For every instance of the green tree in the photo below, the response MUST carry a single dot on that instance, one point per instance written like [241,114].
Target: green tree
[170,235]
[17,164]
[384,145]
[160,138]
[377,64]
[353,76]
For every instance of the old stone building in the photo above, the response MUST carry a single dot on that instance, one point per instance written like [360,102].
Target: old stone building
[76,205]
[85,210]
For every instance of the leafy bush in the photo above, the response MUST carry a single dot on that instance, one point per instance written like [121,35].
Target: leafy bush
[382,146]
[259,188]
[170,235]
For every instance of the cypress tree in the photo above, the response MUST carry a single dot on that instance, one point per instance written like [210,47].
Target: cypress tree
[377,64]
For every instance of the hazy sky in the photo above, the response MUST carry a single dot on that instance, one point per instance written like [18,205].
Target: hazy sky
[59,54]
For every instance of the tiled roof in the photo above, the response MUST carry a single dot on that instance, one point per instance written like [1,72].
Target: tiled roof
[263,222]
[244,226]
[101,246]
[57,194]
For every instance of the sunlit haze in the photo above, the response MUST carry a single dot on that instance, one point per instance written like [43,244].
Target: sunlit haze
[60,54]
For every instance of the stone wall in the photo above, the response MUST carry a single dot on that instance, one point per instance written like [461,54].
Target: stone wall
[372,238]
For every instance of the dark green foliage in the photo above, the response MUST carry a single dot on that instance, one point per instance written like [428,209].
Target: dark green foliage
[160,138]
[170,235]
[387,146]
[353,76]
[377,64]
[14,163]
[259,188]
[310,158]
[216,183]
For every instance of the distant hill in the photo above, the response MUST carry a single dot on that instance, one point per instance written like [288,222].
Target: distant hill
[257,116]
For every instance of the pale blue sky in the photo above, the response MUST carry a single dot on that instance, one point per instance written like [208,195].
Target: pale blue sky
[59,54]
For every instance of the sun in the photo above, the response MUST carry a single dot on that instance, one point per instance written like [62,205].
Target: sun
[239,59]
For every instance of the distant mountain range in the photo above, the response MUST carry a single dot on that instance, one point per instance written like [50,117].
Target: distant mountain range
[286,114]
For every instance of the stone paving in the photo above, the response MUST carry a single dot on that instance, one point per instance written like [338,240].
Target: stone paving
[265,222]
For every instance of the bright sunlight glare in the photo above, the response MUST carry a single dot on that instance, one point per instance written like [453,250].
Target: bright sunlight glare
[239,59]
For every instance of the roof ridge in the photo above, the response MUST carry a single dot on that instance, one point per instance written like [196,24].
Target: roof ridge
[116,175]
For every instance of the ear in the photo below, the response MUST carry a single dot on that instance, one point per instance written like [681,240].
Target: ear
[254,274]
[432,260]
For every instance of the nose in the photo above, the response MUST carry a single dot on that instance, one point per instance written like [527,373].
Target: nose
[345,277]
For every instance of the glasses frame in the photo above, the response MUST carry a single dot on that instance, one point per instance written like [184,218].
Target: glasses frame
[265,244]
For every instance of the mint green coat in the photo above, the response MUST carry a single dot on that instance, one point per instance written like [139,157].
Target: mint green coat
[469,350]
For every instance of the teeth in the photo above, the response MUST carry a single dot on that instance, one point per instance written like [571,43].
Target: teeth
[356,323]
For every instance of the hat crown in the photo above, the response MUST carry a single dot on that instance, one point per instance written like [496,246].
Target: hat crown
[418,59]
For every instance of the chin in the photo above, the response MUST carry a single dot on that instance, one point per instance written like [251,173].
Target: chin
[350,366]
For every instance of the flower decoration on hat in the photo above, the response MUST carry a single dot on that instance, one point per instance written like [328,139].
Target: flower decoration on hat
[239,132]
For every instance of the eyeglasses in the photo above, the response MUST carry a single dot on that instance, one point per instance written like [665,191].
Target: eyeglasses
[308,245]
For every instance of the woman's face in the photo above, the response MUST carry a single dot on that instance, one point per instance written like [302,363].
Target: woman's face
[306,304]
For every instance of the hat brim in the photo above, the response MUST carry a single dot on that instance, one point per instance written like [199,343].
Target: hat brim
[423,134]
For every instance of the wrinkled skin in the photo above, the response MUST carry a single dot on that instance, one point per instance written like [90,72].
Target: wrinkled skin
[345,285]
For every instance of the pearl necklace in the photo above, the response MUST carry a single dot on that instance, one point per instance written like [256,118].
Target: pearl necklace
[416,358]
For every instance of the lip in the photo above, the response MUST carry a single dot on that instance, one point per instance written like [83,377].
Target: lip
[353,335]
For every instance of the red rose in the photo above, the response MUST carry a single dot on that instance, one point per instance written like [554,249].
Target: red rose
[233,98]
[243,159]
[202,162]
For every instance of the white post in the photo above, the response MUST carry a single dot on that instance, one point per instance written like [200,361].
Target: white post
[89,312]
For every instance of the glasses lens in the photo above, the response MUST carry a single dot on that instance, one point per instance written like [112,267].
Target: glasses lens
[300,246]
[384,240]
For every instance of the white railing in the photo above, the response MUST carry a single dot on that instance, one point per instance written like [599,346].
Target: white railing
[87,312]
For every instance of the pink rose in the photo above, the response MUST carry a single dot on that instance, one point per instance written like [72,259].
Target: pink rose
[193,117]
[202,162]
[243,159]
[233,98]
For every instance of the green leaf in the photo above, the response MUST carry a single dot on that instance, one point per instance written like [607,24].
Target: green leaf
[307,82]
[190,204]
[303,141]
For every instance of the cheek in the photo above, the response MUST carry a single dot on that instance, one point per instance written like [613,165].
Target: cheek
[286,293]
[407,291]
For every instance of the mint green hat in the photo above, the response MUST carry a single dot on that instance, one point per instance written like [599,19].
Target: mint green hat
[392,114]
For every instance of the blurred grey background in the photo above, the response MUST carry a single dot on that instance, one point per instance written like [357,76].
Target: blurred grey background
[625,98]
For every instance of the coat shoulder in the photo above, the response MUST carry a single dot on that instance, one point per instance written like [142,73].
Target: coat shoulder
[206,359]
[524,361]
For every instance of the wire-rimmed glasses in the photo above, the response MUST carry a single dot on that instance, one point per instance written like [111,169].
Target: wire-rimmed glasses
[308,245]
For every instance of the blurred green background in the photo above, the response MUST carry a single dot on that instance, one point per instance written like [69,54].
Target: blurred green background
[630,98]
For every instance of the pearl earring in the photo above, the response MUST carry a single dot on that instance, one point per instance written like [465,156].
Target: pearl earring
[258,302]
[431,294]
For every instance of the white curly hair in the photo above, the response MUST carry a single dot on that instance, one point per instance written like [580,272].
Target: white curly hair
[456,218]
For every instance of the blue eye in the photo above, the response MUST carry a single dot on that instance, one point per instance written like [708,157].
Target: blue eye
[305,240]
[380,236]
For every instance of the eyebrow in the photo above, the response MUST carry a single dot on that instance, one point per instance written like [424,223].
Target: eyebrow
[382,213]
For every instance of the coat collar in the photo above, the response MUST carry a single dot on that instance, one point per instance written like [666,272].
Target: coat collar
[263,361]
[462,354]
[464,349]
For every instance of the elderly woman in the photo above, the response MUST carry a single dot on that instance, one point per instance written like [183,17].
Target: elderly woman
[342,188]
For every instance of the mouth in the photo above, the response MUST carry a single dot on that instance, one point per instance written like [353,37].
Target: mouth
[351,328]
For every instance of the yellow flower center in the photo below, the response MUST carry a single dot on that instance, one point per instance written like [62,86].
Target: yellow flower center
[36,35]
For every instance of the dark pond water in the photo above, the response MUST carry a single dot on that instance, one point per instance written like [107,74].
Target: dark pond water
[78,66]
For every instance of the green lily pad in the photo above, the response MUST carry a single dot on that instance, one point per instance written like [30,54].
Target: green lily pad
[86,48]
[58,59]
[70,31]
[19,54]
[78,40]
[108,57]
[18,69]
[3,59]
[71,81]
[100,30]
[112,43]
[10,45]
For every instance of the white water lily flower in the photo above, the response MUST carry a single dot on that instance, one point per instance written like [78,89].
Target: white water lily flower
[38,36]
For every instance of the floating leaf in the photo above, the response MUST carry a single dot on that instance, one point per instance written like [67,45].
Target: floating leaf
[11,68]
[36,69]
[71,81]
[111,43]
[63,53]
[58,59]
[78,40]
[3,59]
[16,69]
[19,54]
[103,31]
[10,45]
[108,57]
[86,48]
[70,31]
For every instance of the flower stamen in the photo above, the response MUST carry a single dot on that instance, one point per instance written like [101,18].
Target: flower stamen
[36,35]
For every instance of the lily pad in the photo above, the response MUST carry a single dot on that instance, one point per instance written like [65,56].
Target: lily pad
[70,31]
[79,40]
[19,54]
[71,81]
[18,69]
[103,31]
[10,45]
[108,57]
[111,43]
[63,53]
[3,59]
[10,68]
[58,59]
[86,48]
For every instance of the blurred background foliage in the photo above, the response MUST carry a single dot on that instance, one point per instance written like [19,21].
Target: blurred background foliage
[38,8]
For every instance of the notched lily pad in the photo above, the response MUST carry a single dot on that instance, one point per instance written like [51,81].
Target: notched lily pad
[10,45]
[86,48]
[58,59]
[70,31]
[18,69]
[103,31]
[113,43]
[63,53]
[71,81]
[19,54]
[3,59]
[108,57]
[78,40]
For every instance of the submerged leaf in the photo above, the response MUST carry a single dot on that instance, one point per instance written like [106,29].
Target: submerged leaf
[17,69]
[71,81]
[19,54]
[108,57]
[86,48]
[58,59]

####################

Go through the listing above and write out exactly the lines starting with the one holding "Target: hat brim" and running through the one holding "For every instance of the red", ends included, and no others.

Target: hat brim
[423,134]
For every instance of the wrinkled skin in the photo above, the response MUST carry a single dot on that instance, one point per instance written like [90,72].
Target: wrinkled skin
[345,285]
For every instance of the pearl necklace in the photo above, the response MUST carry a single dot on that instance, one point per instance written like [256,118].
Target: pearl necklace
[416,358]
For every instance of the lip in the photo above, the response MUST carry a single dot on that instance, one point per instance written like [83,377].
Target: lip
[353,335]
For every instance of the red rose in the photo above, the response MUST carry a single dot on that instance, one point per instance written like [554,249].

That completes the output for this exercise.